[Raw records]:
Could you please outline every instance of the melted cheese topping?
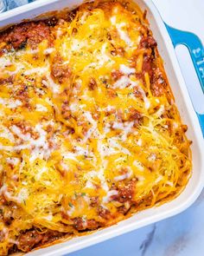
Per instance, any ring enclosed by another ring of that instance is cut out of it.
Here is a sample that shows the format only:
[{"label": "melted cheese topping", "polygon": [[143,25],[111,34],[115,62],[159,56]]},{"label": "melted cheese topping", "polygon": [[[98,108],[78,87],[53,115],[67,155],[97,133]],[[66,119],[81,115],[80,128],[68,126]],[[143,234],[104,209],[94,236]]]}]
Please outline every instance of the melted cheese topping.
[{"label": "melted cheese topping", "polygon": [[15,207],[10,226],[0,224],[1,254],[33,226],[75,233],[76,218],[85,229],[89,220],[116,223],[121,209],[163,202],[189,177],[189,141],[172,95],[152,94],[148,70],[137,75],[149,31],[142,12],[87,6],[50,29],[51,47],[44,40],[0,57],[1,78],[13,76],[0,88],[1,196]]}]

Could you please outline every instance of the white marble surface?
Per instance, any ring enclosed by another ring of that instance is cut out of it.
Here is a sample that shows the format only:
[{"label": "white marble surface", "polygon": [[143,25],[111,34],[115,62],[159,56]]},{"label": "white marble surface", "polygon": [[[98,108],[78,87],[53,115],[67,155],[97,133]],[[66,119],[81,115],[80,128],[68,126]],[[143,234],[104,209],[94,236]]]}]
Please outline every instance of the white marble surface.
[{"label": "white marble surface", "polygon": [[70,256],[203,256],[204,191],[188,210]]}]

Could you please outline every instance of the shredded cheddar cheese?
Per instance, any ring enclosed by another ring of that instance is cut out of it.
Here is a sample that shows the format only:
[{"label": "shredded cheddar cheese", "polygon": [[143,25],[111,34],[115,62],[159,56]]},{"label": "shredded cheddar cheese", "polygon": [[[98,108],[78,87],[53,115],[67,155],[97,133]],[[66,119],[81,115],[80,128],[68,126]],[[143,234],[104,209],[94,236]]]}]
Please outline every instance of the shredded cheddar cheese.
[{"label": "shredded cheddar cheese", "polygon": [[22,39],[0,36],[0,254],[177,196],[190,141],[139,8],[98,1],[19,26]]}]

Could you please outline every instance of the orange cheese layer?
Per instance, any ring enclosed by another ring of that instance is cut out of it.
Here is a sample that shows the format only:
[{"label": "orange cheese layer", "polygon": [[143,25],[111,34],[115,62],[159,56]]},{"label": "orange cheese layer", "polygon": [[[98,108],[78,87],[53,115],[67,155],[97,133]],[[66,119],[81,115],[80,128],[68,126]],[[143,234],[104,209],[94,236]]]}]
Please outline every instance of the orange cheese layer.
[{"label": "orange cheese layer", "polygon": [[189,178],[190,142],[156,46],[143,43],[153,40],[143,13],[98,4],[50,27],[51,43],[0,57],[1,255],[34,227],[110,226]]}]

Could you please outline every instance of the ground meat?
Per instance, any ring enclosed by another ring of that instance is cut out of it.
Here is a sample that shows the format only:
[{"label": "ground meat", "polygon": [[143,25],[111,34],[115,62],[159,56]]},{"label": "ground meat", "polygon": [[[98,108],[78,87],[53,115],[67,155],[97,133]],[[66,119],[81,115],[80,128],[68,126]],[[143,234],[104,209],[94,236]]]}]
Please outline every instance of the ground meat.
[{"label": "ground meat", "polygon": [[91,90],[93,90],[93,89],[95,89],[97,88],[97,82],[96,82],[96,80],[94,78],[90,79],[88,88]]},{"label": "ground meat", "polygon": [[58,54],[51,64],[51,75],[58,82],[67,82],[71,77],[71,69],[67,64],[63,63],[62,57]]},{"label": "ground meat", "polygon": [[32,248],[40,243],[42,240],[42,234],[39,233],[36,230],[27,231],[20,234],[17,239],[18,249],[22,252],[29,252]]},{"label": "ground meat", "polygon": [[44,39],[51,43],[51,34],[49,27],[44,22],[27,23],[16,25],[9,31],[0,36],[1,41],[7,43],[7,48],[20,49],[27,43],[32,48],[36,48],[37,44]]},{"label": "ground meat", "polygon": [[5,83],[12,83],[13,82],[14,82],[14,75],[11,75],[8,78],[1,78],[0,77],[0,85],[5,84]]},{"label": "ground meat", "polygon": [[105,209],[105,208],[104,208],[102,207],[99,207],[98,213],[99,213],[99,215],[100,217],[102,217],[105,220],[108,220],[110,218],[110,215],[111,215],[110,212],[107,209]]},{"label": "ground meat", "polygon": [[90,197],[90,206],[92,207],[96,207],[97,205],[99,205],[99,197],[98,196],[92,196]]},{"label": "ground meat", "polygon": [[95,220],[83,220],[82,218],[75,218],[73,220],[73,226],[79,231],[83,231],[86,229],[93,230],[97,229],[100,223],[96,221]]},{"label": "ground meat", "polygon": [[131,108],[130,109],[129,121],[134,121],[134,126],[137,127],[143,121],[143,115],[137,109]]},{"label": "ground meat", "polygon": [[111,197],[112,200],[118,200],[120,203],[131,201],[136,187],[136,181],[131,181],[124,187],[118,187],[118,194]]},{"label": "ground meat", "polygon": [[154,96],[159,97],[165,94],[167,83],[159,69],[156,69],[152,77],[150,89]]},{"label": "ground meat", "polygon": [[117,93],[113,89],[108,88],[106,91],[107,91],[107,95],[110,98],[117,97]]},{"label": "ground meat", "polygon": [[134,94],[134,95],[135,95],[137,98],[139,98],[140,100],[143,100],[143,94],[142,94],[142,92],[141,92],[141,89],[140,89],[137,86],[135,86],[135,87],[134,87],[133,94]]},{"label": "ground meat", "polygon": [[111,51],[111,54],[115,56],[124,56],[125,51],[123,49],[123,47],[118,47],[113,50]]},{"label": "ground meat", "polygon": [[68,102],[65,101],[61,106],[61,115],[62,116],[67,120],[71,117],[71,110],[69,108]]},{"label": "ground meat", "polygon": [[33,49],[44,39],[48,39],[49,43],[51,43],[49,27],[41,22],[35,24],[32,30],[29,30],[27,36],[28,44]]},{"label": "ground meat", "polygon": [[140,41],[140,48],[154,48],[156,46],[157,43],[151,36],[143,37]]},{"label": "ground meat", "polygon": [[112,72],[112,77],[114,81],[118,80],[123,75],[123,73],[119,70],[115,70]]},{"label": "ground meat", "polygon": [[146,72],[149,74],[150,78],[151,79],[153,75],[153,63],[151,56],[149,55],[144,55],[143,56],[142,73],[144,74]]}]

[WHAT IS ASKED]:
Reproduce the data above in full, exactly as it is, with the pictures left out.

[THE COMPLETED TASK]:
Could you please outline every instance of the melted cheese topping?
Per instance, any ring enclosed by another ring of that instance is cut out of it.
Here is a sample that shows the format only:
[{"label": "melted cheese topping", "polygon": [[143,25],[111,34],[115,62],[159,56]]},{"label": "melted cheese topping", "polygon": [[[98,108],[78,87],[53,115],[67,155],[97,133]],[[66,119],[81,115],[80,128],[68,126]],[[143,234],[104,209],[94,236]]]}]
Please outline every instance of the melted cheese topping.
[{"label": "melted cheese topping", "polygon": [[15,207],[10,226],[0,224],[1,254],[33,226],[75,233],[76,218],[85,229],[89,220],[116,223],[121,209],[163,202],[189,177],[189,141],[172,95],[152,94],[148,70],[137,75],[149,31],[142,12],[87,6],[50,29],[51,47],[44,40],[0,57],[1,78],[13,76],[0,88],[1,196]]}]

Could you please outline every instance of the white marble surface?
Per instance, any ring enclosed by another ring of that instance is cut out of it.
Here is a sample that shows the format only:
[{"label": "white marble surface", "polygon": [[143,25],[111,34],[115,62],[159,56]]},{"label": "white marble surface", "polygon": [[[98,108],[78,87],[53,115],[67,155],[97,133]],[[66,119],[81,115],[80,128],[68,126]],[[143,234],[104,209],[94,236]]]}]
Please outline every instance of the white marble surface.
[{"label": "white marble surface", "polygon": [[70,256],[203,256],[204,191],[188,210]]}]

Could you please outline every instance of the shredded cheddar cheese?
Per instance, any ring enclosed by another ring of that instance is cut out of it.
Here is a sample that shows the format only:
[{"label": "shredded cheddar cheese", "polygon": [[143,25],[111,34],[115,62],[159,56]]},{"label": "shredded cheddar cheese", "polygon": [[[98,108],[78,87],[53,115],[67,155],[97,133]],[[66,119],[81,115],[80,128],[68,126]],[[143,234],[104,209],[94,236]]]}]
Please outline every instance of the shredded cheddar cheese.
[{"label": "shredded cheddar cheese", "polygon": [[22,39],[0,36],[0,254],[177,196],[190,141],[139,8],[98,1],[19,26]]}]

Could you please outline every instance of the orange cheese layer?
Per instance, any ring enclosed by another ring of that instance is cut out of it.
Here is a sample that shows the format only:
[{"label": "orange cheese layer", "polygon": [[143,25],[111,34],[115,62],[159,56]]},{"label": "orange cheese layer", "polygon": [[[98,108],[78,87],[53,115],[67,155],[97,133]],[[66,119],[81,115],[80,128],[68,126]],[[143,234],[104,209],[94,236]]]}]
Please outline every instance of the orange cheese layer.
[{"label": "orange cheese layer", "polygon": [[189,178],[190,142],[156,46],[143,43],[153,40],[143,13],[98,4],[50,27],[51,43],[0,57],[1,255],[34,227],[110,226]]}]

Could you please outline every instance of the ground meat?
Per instance, any ring enclosed by another ring of that instance is cut out of it.
Here is a sample that shows the format only:
[{"label": "ground meat", "polygon": [[143,25],[111,34],[115,62],[159,56]]},{"label": "ground meat", "polygon": [[[98,108],[78,87],[53,115],[67,155],[97,133]],[[66,119],[81,115],[80,128],[68,126]],[[143,234],[104,209],[94,236]]]}]
Please outline every instance of the ground meat.
[{"label": "ground meat", "polygon": [[91,90],[93,90],[93,89],[95,89],[97,88],[97,82],[96,82],[96,80],[94,78],[90,79],[88,88]]},{"label": "ground meat", "polygon": [[58,54],[51,64],[51,75],[58,82],[67,82],[71,77],[71,69],[67,64],[63,63],[62,57]]},{"label": "ground meat", "polygon": [[32,248],[40,243],[42,240],[42,234],[39,233],[36,230],[27,231],[20,234],[17,239],[18,249],[22,252],[29,252]]},{"label": "ground meat", "polygon": [[44,39],[51,43],[51,34],[49,27],[44,22],[27,23],[16,25],[9,31],[0,36],[1,41],[7,43],[7,48],[20,49],[27,43],[32,48],[36,48],[37,44]]},{"label": "ground meat", "polygon": [[5,83],[12,83],[13,82],[14,82],[14,75],[11,75],[8,78],[1,78],[0,77],[0,85],[5,84]]},{"label": "ground meat", "polygon": [[105,209],[105,208],[104,208],[102,207],[99,207],[98,213],[99,213],[99,215],[100,217],[102,217],[105,220],[108,220],[110,218],[110,215],[111,215],[110,212],[107,209]]},{"label": "ground meat", "polygon": [[90,197],[90,206],[92,207],[96,207],[97,205],[99,205],[99,197],[98,196],[92,196]]},{"label": "ground meat", "polygon": [[95,220],[83,220],[82,218],[75,218],[73,220],[73,226],[79,231],[83,231],[86,229],[93,230],[97,229],[100,223],[96,221]]},{"label": "ground meat", "polygon": [[131,108],[130,109],[129,121],[134,121],[134,126],[137,127],[143,121],[143,115],[137,109]]},{"label": "ground meat", "polygon": [[111,197],[112,200],[118,200],[120,203],[131,201],[136,187],[136,181],[131,181],[124,187],[118,187],[118,194]]},{"label": "ground meat", "polygon": [[154,96],[159,97],[165,94],[167,83],[159,69],[156,69],[152,77],[150,89]]},{"label": "ground meat", "polygon": [[117,93],[113,89],[108,88],[106,91],[107,91],[107,95],[110,98],[117,97]]},{"label": "ground meat", "polygon": [[134,94],[134,95],[135,95],[137,98],[139,98],[140,100],[143,100],[143,94],[142,94],[142,92],[141,92],[141,89],[140,89],[137,86],[135,86],[135,87],[134,87],[133,94]]},{"label": "ground meat", "polygon": [[111,51],[111,54],[115,56],[124,56],[125,51],[123,49],[123,47],[118,47],[113,50]]},{"label": "ground meat", "polygon": [[68,102],[65,101],[61,106],[61,115],[62,116],[67,120],[71,117],[71,110],[69,108]]},{"label": "ground meat", "polygon": [[33,49],[44,39],[48,39],[49,43],[51,43],[49,27],[41,22],[35,24],[32,30],[29,30],[27,36],[28,44]]},{"label": "ground meat", "polygon": [[140,41],[140,48],[154,48],[156,46],[157,43],[151,36],[143,37]]},{"label": "ground meat", "polygon": [[112,72],[112,77],[114,81],[118,80],[123,75],[123,73],[119,70],[115,70]]},{"label": "ground meat", "polygon": [[146,72],[149,74],[150,78],[151,79],[153,75],[153,63],[151,56],[149,55],[144,55],[143,56],[142,73],[144,74]]}]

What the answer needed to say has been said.